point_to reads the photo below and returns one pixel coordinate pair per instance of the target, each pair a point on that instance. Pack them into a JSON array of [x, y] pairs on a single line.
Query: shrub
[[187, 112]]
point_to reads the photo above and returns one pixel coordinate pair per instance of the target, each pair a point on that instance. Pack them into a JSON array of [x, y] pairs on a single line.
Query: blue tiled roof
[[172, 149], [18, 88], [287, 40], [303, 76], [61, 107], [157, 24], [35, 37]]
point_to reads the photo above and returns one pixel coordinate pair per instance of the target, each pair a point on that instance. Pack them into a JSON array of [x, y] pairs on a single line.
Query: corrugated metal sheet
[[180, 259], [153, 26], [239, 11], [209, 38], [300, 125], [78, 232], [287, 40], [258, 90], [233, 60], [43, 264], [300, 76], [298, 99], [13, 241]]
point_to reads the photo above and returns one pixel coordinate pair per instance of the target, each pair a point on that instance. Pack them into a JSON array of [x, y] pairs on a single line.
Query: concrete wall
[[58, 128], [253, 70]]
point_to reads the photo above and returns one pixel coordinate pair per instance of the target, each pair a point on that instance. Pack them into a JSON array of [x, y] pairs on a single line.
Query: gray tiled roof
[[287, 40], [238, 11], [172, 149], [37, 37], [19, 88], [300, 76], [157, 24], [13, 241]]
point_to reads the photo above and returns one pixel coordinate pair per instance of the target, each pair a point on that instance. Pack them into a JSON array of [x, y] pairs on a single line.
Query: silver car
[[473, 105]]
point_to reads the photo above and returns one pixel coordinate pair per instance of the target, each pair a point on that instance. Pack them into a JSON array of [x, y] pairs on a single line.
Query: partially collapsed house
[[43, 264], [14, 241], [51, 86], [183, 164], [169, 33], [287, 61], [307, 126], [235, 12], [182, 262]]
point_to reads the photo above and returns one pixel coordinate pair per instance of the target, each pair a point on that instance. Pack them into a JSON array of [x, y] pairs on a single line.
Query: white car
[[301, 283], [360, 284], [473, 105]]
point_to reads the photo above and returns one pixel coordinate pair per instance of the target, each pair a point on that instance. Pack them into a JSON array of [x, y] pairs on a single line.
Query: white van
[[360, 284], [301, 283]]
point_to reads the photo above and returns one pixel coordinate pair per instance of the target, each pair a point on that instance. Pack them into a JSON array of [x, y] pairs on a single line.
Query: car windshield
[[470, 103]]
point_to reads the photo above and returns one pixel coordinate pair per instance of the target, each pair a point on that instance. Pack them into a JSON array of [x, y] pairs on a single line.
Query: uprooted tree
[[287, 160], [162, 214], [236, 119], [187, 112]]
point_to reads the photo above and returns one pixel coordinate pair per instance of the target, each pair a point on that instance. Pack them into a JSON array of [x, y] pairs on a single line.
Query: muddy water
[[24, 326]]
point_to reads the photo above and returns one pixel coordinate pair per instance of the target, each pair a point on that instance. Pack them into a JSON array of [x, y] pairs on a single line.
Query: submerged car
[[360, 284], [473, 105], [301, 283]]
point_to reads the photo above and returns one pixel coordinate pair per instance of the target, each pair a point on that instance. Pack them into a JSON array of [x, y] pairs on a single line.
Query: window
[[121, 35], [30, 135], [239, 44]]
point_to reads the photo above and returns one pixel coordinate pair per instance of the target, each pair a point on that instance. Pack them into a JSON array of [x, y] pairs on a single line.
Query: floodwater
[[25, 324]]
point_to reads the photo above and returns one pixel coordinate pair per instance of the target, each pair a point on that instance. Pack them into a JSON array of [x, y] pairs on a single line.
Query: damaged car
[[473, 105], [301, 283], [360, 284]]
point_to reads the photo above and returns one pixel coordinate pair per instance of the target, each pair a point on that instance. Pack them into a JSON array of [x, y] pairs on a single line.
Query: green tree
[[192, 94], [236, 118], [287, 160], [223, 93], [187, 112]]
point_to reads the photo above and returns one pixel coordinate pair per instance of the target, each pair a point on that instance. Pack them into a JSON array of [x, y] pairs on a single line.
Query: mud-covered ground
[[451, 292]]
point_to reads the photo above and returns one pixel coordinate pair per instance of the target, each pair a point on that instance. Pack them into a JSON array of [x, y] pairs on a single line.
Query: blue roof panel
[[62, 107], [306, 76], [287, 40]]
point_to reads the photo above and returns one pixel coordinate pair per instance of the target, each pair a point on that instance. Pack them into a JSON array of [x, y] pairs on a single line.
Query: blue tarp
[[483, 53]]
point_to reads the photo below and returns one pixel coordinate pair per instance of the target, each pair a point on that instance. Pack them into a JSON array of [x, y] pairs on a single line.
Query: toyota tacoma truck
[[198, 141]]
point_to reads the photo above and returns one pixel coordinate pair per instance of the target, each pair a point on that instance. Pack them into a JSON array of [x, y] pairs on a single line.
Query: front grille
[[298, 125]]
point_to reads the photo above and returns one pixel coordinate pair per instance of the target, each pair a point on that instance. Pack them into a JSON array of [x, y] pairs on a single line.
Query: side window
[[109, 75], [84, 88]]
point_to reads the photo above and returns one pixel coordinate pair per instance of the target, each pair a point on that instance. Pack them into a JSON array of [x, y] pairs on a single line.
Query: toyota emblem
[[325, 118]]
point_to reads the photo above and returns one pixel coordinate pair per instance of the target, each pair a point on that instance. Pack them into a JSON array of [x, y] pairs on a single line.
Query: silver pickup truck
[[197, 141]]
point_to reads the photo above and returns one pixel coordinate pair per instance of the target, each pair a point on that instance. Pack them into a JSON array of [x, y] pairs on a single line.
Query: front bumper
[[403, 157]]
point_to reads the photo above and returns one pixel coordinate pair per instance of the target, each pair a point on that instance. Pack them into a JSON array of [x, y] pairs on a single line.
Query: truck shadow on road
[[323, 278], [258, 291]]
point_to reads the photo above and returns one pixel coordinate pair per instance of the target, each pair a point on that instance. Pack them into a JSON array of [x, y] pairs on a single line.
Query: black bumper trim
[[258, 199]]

********************

### TASK BRIEF
Repeat all of the items above word for word, with no changes.

### CORRECT RESPONSE
point_to reads the photo below and returns one pixel coordinate pair per instance of the target, each pair a point on that instance. Pack them into a JSON array of [x, y] pairs on a single line.
Query: shrub
[[187, 112]]
point_to reads the photo above and returns one pixel coordinate pair per instance of the target, each pair a point on that instance. Pack them into a JSON array of [x, y] pairs on a single line.
Query: blue tiled roof
[[172, 149], [18, 88], [287, 40], [303, 76], [61, 107], [157, 24], [35, 37]]
point_to reads the photo above and returns one pixel coordinate pair per instance of the target, each pair a point on that instance. Pack them into a JSON array of [x, y] pairs on a single line.
Query: corrugated metal sheet
[[180, 259], [153, 26], [239, 11], [209, 38], [300, 125], [78, 232], [287, 40], [258, 90], [233, 60], [43, 264], [300, 76], [298, 99], [13, 241]]
point_to reads the photo above and returns one pixel coordinate pair per instance of the target, each pair a point on that instance. Pack them into a JSON array of [x, y] pairs on a single line.
Query: concrete wall
[[58, 128], [253, 70]]
point_to reads the photo above and returns one pixel coordinate pair per instance of the target, each pair a point on that instance. Pack them into a JSON array of [x, y] pairs on a single line.
Query: gray tiled roof
[[287, 40], [238, 11], [172, 149], [37, 37], [19, 88], [300, 76], [157, 24], [13, 241]]
point_to reads the photo above and returns one pixel coordinate pair per instance of the target, each pair a point on that instance. Pack them into a JSON array of [x, y] pairs on a single line.
Query: silver car
[[473, 105]]
point_to reads the photo above and returns one pixel coordinate pair per instance of the target, each pair a point on that instance. Pack them into a JSON array of [x, y] pairs on a single line.
Query: partially collapsed house
[[43, 264], [14, 241], [51, 86], [183, 164], [169, 33], [287, 61], [307, 126], [235, 12], [182, 262]]
point_to reads the photo above and returns one pixel coordinate pair per instance of the target, each pair a point on that instance. Pack them into a JSON array of [x, y] pairs on a single line.
Query: white car
[[301, 283], [360, 284], [473, 105]]
point_to reads the photo above and returns one pixel coordinate pair per instance of the target, each pair a point on that instance. Pack them into a JSON array of [x, y] pairs on a single line.
Query: white van
[[360, 284], [301, 283]]
point_to reads the photo above and returns one pixel coordinate pair per instance of the target, each pair a point on that instance. Pack them into a JSON array of [x, y] pairs on a single line.
Query: car windshield
[[470, 103]]
point_to reads the photo above and returns one pixel coordinate pair per instance of the target, each pair a point on that instance. Pack them into a JSON array of [x, y] pairs on a single line.
Query: uprooted tree
[[287, 160], [162, 214], [236, 119], [187, 112]]
point_to reads the photo above and returns one pixel coordinate pair per instance of the target, each pair a point on that instance. Pack them into a JSON array of [x, y] pairs on a single line.
Query: muddy water
[[24, 326]]
point_to reads the photo above and returns one pixel coordinate pair per instance of the target, each pair a point on that instance. Pack them into a JSON array of [x, y] pairs on a single line.
Query: submerged car
[[360, 284], [473, 105], [301, 283]]
point_to reads the photo above and returns one pixel coordinate pair per instance of the target, each pair a point on that instance. Pack them into a JSON array of [x, y] pairs on a single line.
Query: window
[[121, 35], [30, 135], [239, 44]]
point_to reads the photo above and returns one pixel coordinate pair per instance of the target, each pair a point on that instance. Pack them into a JSON array of [x, y] pairs on a single line.
Query: floodwater
[[25, 324]]
point_to reads the photo above and returns one pixel coordinate pair per instance of the target, each pair a point on that instance. Pack them into a JSON array of [x, y] pairs on a single line.
Query: damaged car
[[473, 105], [301, 283], [360, 284]]
point_to reads the photo above and returns one pixel coordinate pair per instance of the target, each pair a point on that instance. Pack them into a JSON array of [x, y] pairs on a single line.
Query: green tree
[[192, 94], [236, 118], [287, 160], [223, 93], [187, 112]]
point_to reads the photo above and returns one pixel coordinate pair per instance of the target, each pair a point on that instance. Pack them into a JSON array of [x, y] pairs on a single line.
Query: mud-covered ground
[[451, 292]]
point_to reads the photo above and returns one pixel coordinate pair per instance of the target, each pair a point on that instance. Pack them into a JSON array of [x, y] pairs on a single line.
Query: blue roof panel
[[62, 107], [306, 76], [287, 40]]
point_to reads the photo above and returns one pixel coordinate pair per instance of the target, each pair a point on that instance. Pack them into a JSON array of [x, y] pairs on a single line.
Query: blue tarp
[[483, 53]]
point_to reads the photo below and returns one pixel coordinate pair per instance of the target, each pair a point on that instance. Pack them into a JSON array of [x, y] pairs on a single line.
Query: toyota tacoma truck
[[198, 141]]
point_to reads the photo above and returns one pixel coordinate pair per instance of the target, each pair a point on that instance. Pack them into a JSON array of [x, y] pairs on a single line.
Query: front grille
[[298, 125]]
point_to reads the photo above and returns one pixel coordinate pair per instance of the target, each pair a point on that instance. Pack them into a JSON array of [x, y] pairs on a single line.
Query: side window
[[109, 75], [84, 88]]
point_to reads the photo above and returns one pixel coordinate pair per instance of the target, each pair a point on that instance. Pack them into a JSON array of [x, y] pairs on a single line.
Query: toyota emblem
[[325, 118]]
point_to reads the photo above and returns one pixel coordinate pair per instance of the target, each pair a point on that instance. Pack them into a JSON array of [x, y] pairs on a single line.
Query: silver pickup truck
[[197, 141]]
point_to reads the photo above and returns one pixel coordinate pair per instance of the target, each pair a point on that instance. Pack them into a JSON array of [x, y] pairs on a single line.
Query: front bumper
[[403, 157]]
point_to reads the photo above and returns one pixel coordinate pair per instance of the target, each pair a point on that instance. Pack them into a JSON array of [x, y] pairs on a single line.
Query: truck shadow on road
[[323, 278], [258, 291]]
point_to reads the photo above and returns one pixel coordinate pair per instance of the target, each pair a point on that instance. Pack them into a JSON array of [x, y] pairs on a single line.
Query: black bumper trim
[[258, 199]]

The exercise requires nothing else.